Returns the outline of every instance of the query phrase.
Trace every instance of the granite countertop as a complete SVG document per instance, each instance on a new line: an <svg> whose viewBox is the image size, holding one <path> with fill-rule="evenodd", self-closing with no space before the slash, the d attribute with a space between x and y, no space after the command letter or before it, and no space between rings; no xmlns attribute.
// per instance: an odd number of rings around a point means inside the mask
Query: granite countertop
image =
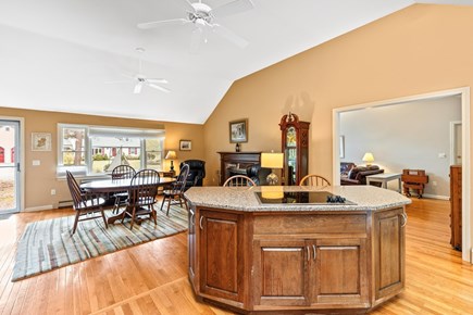
<svg viewBox="0 0 473 315"><path fill-rule="evenodd" d="M347 199L344 204L262 204L254 192L327 191ZM402 194L373 186L257 186L257 187L192 187L185 192L191 205L239 211L376 211L403 206L411 200Z"/></svg>

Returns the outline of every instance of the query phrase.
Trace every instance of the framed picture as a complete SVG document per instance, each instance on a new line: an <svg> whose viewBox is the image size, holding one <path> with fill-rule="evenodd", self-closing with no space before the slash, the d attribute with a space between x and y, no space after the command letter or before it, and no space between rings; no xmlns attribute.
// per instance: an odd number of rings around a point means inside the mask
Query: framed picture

**INSTRUCTION:** Update everything from the start of the data down to the line containing "199L344 204L262 204L254" by putting "marble" in place of "granite" and leaving all else unchanged. Leave the pictures out of your answer.

**SOLVED EXERCISE:**
Returns the outline of every instance of the query phrase.
Trace every instance of the marble countertop as a complete SVG document per instance, each instance on a new line: an <svg> whose viewBox is the image size, holding one <path> with fill-rule="evenodd", self-closing with no space before the slash, the d attribute with a space between x and y, no space after the command letter or before it, and no space between rings; no xmlns attribute.
// per instance: an odd number of rings around a point means inside the mask
Query: marble countertop
image =
<svg viewBox="0 0 473 315"><path fill-rule="evenodd" d="M347 199L344 204L262 204L254 192L327 191ZM402 194L373 186L257 186L257 187L192 187L185 192L191 205L239 211L376 211L403 206L411 200Z"/></svg>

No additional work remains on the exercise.